§ **ACTIVITY**: Output the entries word for word. Omit images.

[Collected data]
+--
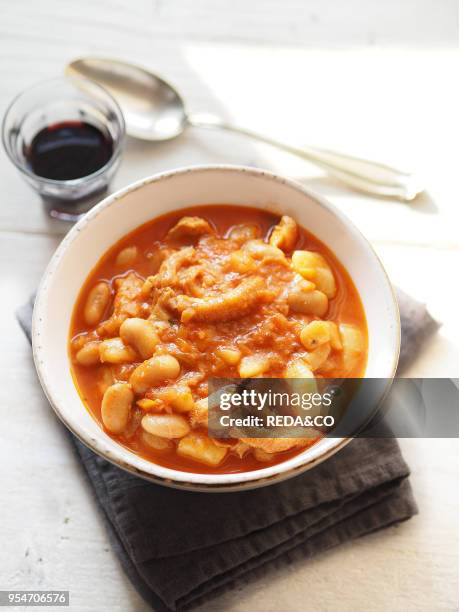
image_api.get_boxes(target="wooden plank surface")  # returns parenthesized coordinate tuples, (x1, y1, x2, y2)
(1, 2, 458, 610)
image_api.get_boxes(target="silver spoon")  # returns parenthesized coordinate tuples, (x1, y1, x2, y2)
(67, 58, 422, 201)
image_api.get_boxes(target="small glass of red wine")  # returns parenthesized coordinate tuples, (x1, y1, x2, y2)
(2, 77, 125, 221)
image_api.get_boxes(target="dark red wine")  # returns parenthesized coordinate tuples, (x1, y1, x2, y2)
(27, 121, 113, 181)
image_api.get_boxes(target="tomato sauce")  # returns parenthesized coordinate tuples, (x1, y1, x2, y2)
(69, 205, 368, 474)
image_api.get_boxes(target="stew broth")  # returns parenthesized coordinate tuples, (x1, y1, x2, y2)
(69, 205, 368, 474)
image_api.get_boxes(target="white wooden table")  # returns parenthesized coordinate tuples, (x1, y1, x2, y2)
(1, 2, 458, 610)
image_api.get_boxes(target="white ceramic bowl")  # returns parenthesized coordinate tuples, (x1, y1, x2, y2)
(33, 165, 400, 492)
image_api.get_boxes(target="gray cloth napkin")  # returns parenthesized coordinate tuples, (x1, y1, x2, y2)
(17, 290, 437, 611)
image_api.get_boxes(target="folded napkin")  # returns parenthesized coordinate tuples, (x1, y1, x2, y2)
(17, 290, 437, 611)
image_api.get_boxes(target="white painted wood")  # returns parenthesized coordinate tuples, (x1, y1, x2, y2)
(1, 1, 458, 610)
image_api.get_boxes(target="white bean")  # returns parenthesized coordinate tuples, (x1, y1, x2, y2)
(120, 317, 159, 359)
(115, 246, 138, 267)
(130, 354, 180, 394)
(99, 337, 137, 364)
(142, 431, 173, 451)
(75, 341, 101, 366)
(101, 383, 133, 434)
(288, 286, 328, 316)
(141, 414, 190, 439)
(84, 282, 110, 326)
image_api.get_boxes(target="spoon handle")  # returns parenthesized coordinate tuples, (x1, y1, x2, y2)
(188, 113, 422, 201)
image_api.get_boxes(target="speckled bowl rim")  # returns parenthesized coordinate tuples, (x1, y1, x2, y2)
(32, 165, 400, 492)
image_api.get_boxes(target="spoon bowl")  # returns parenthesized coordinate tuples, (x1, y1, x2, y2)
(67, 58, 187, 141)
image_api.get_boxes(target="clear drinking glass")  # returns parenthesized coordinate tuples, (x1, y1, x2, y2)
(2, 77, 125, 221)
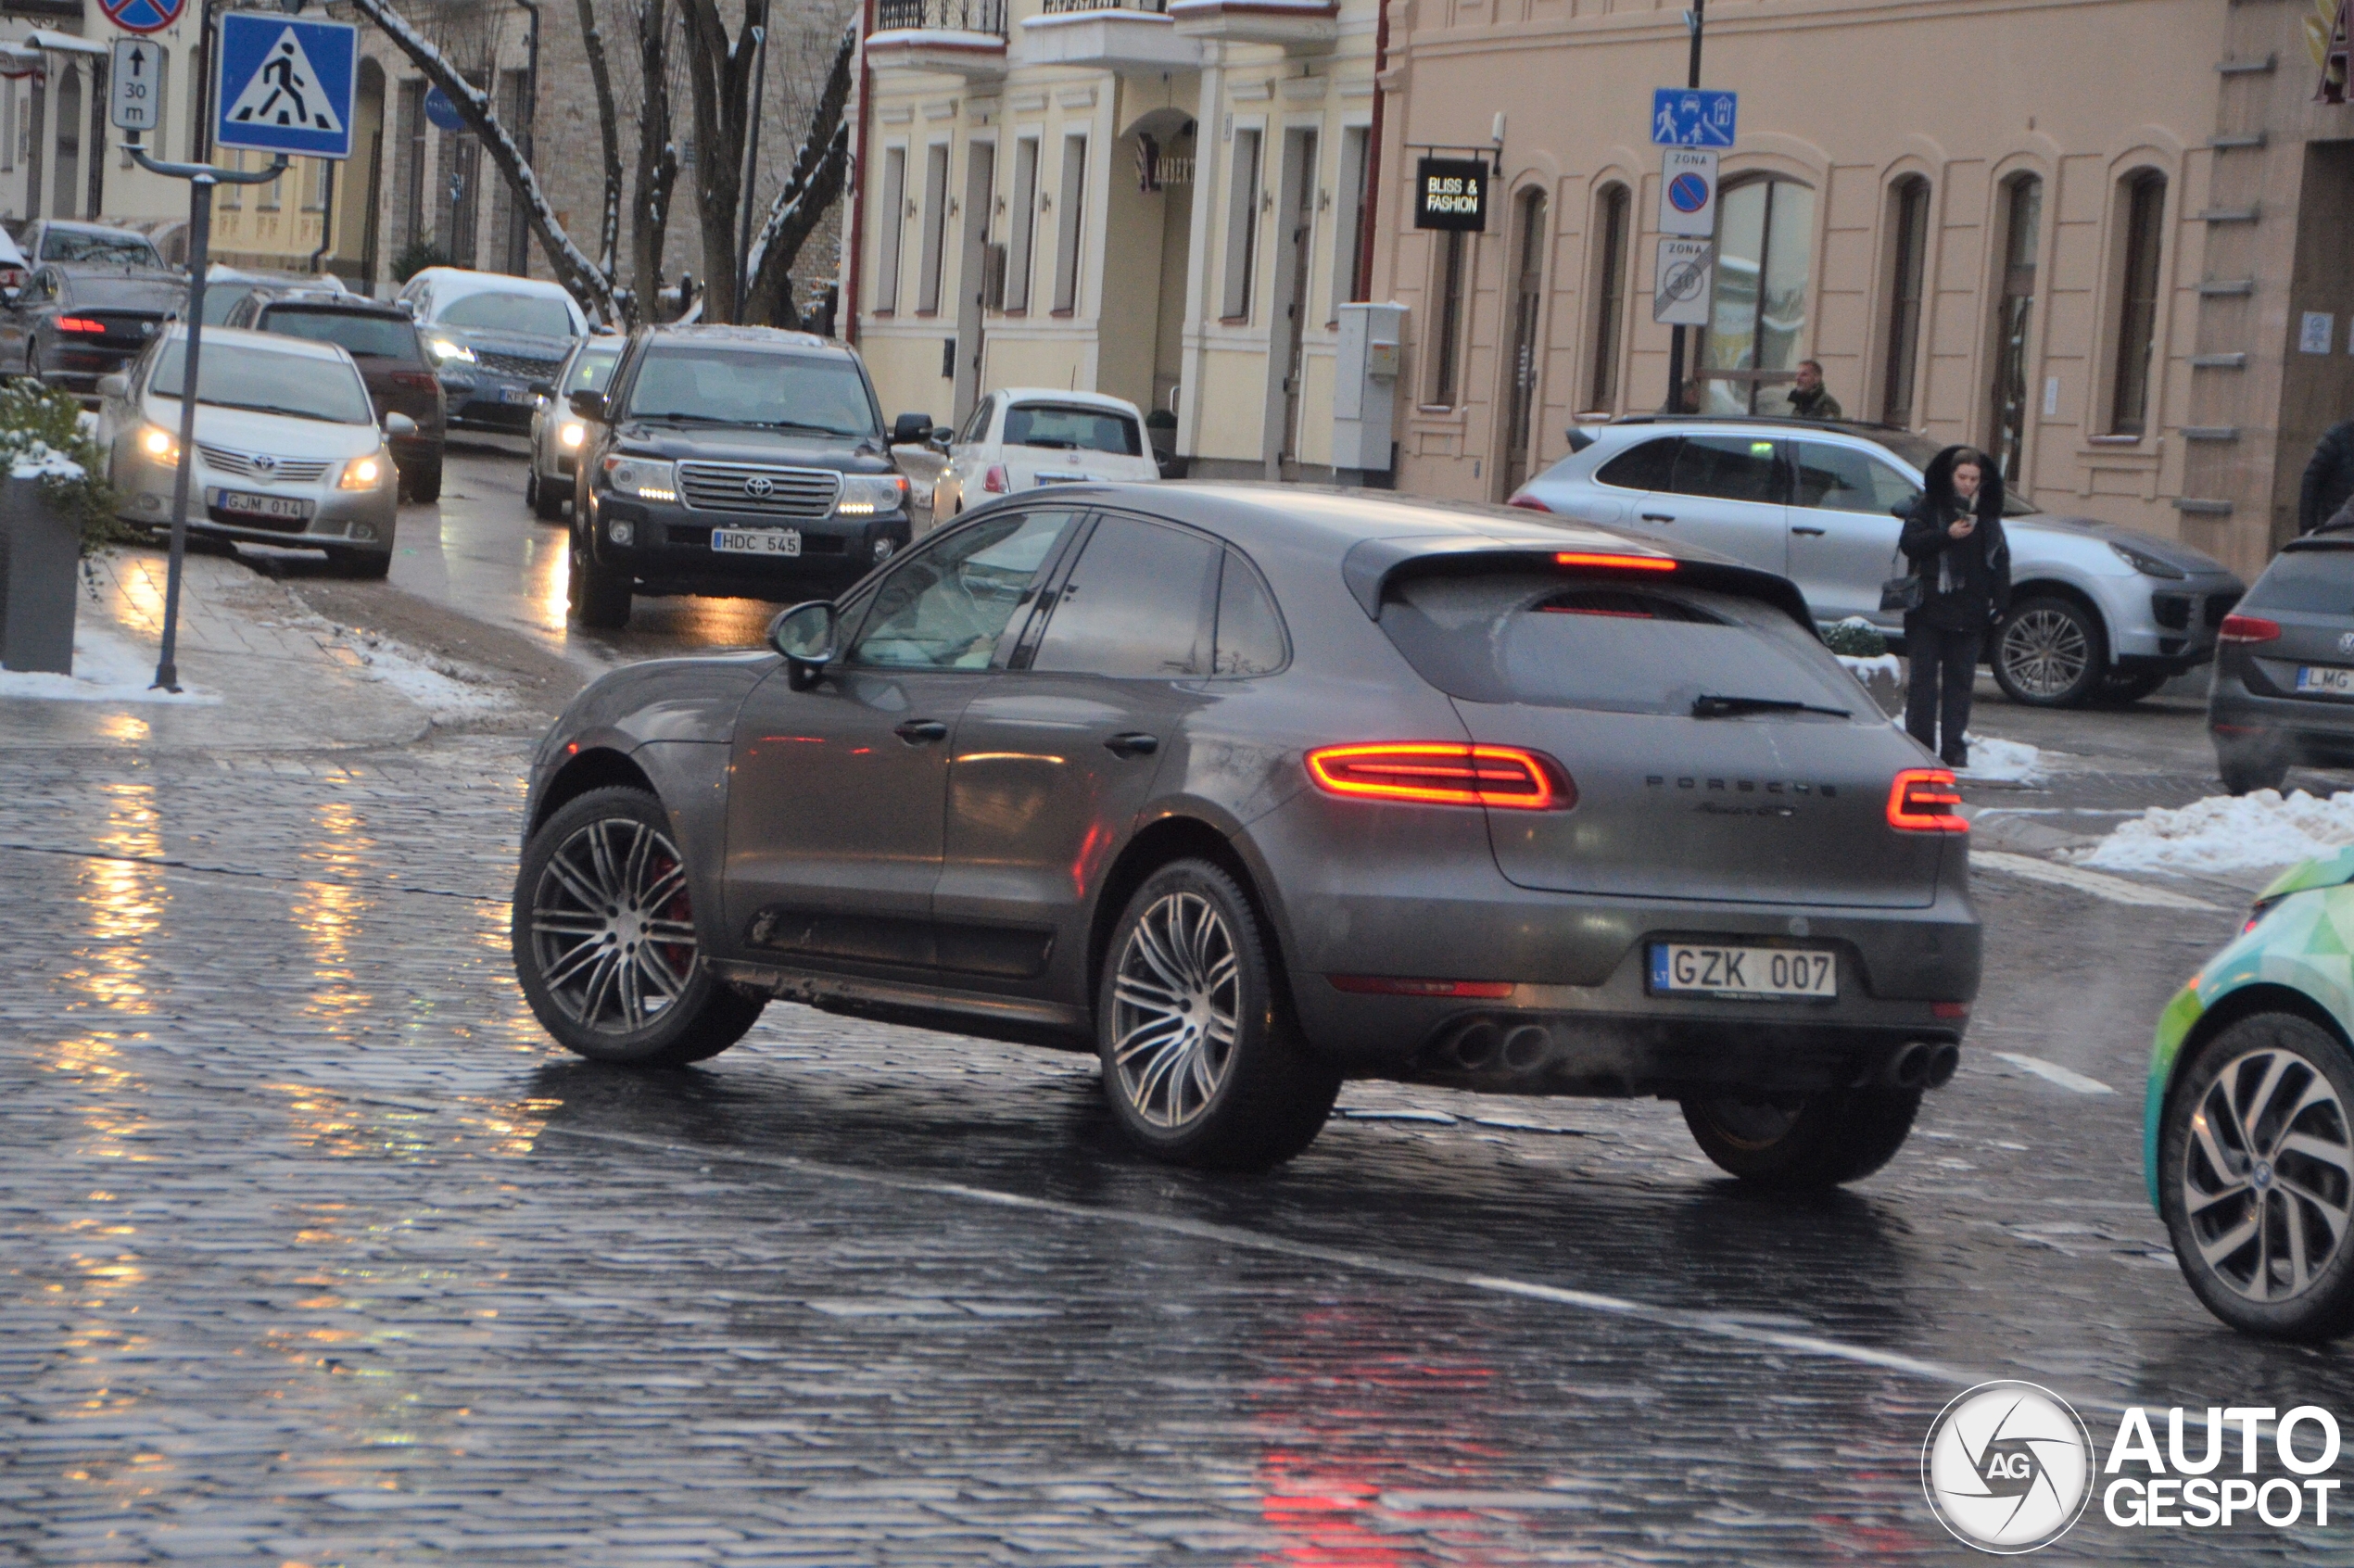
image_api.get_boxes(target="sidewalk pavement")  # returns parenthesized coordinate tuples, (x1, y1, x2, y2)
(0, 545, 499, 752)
+--
§ **EXERCISE RESULT**:
image_api.get_boxes(target="wooden plank surface")  # returns parenthesized coordinate tuples, (x1, y1, x2, y2)
(1, 2, 458, 610)
image_api.get_boxes(target="silver spoon")  # returns parenthesized coordinate tuples, (x1, y1, x2, y2)
(67, 58, 422, 201)
image_api.get_boxes(target="small glass of red wine")  # returns parenthesized coordinate tuples, (x1, y1, x2, y2)
(2, 77, 125, 221)
image_api.get_boxes(target="dark red wine")  # returns parenthesized coordinate tuples, (x1, y1, x2, y2)
(27, 121, 113, 181)
image_api.get_boxes(target="tomato sauce")  # returns parenthesized coordinate tuples, (x1, y1, x2, y2)
(69, 205, 368, 474)
image_api.get_boxes(target="stew broth")  # returns parenthesized coordinate tuples, (x1, y1, x2, y2)
(69, 205, 368, 474)
image_api.get_boxes(target="white wooden table")  # returns parenthesized coordinate tuples, (x1, y1, x2, y2)
(1, 2, 458, 610)
image_api.get_boxes(target="white ceramic bowl")  # returns parenthesized coordinate tuples, (x1, y1, x2, y2)
(33, 165, 400, 492)
image_api.get_boxes(target="gray cloth napkin")  # returns parenthesized coordinate tuples, (x1, y1, x2, y2)
(17, 290, 437, 611)
image_api.get_boxes(target="folded napkin")  # returns parenthesized coordinate tuples, (x1, y1, x2, y2)
(17, 290, 437, 611)
image_api.get_boxes(target="white painted wood")  # returns parenthesized coordinate tuples, (x1, y1, x2, y2)
(1, 1, 458, 610)
image_api.get_boxes(target="white bean")  # returns parenthesized coordinate tuples, (x1, y1, x2, y2)
(120, 317, 159, 359)
(115, 246, 138, 267)
(130, 354, 180, 394)
(99, 337, 137, 364)
(142, 431, 173, 451)
(75, 341, 101, 366)
(101, 383, 133, 434)
(288, 286, 328, 316)
(141, 414, 190, 439)
(84, 282, 110, 326)
image_api.get_boxes(target="spoon handle")  # returns parenthesized coordinate tuples, (x1, y1, x2, y2)
(188, 113, 422, 201)
image_api.get_boxes(target="speckled bowl rim")  # returns parenthesized coordinate tuples, (x1, y1, x2, y2)
(32, 165, 400, 492)
image_api.get_boxes(target="spoon bowl")  # returns parenthesized coordinate tuples, (x1, y1, x2, y2)
(67, 58, 187, 141)
image_api.get_boxes(target="clear drinking glass")  # returns parenthesized coordinate tuples, (x1, y1, x2, y2)
(2, 77, 125, 221)
image_api.get_boxes(target="sidewalk pavement")  # returns parenthesized coordinate tuples, (x1, y1, x2, y2)
(0, 545, 499, 752)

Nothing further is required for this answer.